▶ [REQUIREMENTS]
Rewrite every line of the entries below from the line with "guardrail in the photo above." up to and including the line with "(1226, 457)", and add 6 to each coordinate value in that span.

▶ [Point annotation dataset entries]
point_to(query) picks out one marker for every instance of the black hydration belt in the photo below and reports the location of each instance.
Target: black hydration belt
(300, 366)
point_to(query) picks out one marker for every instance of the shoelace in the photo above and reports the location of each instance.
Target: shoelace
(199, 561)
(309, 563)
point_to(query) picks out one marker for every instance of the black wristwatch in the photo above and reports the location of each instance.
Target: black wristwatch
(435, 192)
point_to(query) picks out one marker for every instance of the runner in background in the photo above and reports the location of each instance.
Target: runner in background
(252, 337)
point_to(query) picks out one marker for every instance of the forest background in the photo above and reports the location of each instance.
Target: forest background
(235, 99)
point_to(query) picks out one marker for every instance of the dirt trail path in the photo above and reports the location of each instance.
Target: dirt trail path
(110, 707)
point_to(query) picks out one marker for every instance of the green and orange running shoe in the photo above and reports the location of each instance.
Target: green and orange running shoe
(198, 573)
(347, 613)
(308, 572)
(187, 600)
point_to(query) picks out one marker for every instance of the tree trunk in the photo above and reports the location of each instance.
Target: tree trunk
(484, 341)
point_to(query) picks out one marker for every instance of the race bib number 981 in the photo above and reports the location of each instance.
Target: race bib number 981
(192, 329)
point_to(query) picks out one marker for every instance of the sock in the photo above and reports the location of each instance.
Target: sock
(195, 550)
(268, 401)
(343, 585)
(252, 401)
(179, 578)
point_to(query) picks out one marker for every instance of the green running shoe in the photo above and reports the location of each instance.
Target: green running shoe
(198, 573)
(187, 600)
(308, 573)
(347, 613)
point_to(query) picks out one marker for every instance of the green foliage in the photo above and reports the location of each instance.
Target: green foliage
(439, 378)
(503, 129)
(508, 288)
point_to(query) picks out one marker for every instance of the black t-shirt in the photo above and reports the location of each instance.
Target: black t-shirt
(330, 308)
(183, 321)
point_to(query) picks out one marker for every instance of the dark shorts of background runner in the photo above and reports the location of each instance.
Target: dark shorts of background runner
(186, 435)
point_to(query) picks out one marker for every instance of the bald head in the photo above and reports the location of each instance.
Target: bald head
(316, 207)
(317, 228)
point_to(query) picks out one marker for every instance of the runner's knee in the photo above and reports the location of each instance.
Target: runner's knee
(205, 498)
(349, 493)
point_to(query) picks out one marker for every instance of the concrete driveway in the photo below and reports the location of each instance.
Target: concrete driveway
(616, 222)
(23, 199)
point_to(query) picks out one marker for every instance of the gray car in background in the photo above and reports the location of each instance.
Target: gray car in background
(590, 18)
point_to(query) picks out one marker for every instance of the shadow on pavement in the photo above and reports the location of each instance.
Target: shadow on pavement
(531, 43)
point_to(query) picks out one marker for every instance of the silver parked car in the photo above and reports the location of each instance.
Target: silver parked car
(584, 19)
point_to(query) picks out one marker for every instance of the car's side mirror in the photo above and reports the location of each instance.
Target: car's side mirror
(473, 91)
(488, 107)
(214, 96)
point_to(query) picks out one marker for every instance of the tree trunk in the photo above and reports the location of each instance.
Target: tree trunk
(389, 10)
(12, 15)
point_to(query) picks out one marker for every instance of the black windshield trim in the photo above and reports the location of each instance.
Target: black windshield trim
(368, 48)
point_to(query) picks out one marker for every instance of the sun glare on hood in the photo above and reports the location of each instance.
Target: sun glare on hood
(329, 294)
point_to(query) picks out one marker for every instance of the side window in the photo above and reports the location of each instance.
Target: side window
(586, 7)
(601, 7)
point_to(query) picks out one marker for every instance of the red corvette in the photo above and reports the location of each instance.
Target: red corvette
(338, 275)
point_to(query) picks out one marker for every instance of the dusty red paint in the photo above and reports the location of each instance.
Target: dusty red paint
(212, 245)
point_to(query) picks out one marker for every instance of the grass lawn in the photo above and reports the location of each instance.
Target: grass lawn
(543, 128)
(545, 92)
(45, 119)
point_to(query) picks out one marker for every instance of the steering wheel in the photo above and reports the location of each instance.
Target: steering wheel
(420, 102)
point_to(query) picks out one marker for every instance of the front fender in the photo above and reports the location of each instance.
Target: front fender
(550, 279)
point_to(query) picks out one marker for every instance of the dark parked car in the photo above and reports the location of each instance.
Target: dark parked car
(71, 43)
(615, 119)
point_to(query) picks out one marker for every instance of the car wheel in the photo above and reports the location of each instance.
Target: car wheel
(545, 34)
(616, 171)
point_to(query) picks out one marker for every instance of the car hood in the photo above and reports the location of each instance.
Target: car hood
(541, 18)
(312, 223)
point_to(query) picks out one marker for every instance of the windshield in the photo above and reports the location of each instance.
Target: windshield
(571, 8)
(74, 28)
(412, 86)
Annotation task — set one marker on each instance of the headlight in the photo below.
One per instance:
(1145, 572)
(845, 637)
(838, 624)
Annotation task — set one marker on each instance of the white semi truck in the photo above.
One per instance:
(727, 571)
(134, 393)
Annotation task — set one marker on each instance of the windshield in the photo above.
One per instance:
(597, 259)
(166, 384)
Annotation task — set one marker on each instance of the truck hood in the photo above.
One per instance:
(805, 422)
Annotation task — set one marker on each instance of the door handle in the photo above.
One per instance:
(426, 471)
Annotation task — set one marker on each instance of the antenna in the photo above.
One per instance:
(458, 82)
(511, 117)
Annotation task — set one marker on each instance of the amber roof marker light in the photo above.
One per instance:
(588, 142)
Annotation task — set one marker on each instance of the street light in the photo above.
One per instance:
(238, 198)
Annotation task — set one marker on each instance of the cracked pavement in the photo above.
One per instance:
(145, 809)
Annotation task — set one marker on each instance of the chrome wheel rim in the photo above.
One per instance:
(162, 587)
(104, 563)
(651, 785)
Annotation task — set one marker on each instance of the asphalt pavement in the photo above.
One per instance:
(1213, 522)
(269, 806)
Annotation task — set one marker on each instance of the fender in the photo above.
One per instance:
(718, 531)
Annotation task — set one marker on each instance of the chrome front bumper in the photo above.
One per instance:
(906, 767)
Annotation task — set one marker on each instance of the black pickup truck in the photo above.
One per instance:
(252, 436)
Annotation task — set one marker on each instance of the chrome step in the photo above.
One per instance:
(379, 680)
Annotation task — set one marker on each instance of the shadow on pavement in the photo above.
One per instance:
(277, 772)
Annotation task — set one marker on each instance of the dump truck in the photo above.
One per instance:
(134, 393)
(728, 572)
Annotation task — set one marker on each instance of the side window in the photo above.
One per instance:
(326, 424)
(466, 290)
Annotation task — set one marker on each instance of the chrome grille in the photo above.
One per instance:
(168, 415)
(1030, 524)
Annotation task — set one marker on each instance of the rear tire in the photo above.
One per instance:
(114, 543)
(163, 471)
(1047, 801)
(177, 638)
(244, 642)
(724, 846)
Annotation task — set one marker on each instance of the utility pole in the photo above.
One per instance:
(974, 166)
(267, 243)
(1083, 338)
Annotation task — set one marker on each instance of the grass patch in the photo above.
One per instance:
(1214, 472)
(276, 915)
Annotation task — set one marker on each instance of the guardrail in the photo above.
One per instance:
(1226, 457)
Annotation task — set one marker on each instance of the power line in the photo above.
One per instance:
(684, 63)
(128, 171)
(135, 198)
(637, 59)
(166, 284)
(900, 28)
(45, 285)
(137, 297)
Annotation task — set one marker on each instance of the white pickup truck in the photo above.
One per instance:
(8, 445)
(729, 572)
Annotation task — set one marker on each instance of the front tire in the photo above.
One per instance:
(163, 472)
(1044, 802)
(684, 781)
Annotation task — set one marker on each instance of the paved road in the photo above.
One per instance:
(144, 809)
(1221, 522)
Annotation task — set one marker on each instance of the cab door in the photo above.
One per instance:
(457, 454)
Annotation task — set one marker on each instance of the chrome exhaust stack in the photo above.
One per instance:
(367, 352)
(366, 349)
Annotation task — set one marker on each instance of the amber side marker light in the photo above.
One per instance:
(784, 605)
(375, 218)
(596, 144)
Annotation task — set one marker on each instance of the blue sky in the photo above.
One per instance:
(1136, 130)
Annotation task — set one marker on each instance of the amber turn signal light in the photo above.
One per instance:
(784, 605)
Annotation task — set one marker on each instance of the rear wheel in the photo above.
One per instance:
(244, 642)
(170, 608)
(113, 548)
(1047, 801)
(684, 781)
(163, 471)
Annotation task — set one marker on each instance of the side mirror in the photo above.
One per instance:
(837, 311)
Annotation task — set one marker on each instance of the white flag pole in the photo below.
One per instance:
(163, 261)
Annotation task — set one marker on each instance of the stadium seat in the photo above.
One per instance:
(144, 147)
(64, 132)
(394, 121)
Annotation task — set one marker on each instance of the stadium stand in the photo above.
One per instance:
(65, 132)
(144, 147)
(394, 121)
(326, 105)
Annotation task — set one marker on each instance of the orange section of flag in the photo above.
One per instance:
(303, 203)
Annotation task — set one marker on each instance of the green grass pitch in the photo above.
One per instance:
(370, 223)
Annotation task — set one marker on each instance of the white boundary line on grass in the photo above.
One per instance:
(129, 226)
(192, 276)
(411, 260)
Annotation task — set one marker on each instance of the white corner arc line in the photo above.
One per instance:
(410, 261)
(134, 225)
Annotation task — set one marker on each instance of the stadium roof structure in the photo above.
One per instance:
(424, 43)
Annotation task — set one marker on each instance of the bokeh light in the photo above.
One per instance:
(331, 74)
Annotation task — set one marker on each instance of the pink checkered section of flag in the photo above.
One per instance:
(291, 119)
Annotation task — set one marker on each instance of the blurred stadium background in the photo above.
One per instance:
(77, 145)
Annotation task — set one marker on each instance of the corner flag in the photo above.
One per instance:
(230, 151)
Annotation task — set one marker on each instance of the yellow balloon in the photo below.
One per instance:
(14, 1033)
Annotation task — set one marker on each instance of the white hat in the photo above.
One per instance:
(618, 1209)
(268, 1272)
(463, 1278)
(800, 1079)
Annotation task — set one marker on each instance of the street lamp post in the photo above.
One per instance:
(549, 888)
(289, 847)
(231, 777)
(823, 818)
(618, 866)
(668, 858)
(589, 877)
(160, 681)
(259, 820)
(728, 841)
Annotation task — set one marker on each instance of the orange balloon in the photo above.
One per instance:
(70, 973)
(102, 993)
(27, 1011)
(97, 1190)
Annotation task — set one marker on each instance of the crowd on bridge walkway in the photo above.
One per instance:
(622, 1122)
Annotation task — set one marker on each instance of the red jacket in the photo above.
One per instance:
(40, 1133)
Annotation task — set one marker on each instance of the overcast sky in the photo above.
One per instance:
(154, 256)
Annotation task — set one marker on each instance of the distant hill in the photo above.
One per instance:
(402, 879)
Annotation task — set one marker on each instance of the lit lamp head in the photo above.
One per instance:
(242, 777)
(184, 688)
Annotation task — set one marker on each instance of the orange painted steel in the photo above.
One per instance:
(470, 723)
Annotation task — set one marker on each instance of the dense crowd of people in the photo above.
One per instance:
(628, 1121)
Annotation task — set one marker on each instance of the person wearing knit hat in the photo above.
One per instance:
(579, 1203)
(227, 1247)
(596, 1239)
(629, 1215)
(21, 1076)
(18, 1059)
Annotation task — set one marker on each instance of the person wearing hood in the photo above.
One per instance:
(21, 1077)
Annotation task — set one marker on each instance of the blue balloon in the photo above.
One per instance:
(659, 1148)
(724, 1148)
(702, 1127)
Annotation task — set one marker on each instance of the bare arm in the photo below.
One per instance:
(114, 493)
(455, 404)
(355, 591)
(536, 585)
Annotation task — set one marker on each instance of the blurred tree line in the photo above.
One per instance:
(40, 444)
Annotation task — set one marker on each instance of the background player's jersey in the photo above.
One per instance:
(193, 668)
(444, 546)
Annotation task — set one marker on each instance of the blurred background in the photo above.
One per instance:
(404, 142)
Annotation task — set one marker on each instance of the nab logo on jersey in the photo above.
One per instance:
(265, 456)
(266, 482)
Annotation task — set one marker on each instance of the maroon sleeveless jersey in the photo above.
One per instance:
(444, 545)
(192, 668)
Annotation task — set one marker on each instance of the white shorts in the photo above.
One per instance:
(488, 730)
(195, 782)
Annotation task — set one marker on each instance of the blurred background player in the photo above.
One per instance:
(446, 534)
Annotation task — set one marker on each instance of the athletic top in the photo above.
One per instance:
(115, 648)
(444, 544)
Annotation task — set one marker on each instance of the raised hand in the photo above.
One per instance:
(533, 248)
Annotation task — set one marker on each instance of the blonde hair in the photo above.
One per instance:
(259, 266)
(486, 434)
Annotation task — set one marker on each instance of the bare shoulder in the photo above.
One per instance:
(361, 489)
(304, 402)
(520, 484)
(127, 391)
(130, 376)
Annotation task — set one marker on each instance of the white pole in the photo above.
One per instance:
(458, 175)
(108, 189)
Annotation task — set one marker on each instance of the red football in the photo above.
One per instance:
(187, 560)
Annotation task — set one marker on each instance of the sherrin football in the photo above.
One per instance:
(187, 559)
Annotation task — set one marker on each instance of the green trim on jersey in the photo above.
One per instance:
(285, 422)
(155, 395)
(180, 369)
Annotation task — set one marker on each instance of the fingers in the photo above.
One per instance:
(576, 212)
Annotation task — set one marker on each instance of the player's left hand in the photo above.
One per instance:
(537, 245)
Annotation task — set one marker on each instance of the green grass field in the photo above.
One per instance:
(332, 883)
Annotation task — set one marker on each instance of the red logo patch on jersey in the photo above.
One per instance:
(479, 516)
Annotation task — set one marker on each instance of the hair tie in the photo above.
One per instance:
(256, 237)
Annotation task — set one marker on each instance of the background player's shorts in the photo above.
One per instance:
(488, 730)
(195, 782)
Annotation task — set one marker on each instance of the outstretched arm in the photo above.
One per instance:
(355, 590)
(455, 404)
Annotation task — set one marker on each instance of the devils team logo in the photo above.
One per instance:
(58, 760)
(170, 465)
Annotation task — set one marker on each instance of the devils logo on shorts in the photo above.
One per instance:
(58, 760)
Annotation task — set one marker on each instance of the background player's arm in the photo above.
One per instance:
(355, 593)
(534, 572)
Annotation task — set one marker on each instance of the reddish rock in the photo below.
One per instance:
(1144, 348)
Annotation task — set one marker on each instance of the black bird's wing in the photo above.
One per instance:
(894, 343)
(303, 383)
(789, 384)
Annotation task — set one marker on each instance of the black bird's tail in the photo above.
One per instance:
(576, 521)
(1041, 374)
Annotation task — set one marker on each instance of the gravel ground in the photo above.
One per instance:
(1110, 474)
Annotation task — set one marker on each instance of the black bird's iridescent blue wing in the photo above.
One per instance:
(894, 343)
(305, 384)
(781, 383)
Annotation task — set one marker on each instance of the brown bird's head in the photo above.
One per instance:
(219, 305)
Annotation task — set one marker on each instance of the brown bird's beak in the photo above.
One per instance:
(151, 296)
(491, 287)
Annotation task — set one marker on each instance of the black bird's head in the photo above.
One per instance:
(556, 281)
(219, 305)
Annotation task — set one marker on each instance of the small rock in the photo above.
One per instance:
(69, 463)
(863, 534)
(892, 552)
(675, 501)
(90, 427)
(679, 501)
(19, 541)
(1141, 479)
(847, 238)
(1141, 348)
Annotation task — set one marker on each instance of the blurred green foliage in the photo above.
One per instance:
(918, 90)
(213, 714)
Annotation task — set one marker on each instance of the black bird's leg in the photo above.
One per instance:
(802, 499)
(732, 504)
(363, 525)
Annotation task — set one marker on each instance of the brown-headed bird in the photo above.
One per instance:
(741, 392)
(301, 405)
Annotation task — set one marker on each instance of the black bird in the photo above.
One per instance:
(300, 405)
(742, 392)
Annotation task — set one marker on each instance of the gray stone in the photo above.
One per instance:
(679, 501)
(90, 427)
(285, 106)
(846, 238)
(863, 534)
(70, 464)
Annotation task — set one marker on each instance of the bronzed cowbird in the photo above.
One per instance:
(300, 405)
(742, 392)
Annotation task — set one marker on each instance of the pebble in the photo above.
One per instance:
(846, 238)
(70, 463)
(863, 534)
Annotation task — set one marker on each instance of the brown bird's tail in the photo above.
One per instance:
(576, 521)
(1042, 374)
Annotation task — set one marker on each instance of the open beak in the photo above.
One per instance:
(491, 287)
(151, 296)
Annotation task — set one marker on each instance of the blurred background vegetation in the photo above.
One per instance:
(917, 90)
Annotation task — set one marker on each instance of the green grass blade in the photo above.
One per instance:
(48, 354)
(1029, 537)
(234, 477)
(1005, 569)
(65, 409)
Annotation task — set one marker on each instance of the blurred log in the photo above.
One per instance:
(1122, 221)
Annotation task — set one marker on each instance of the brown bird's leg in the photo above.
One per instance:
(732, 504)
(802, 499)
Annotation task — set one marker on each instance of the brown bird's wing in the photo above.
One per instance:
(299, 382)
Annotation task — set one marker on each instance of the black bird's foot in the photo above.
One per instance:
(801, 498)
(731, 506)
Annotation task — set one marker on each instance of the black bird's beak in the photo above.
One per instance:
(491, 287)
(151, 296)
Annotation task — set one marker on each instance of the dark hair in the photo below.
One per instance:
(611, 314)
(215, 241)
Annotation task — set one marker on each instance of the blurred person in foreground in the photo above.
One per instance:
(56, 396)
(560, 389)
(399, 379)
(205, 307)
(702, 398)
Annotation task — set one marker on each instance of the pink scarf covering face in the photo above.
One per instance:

▶ [ANSWER TO THIS EXERCISE]
Annotation task — set one marker on each instance of the guardrail in the photo above.
One per instance:
(1232, 463)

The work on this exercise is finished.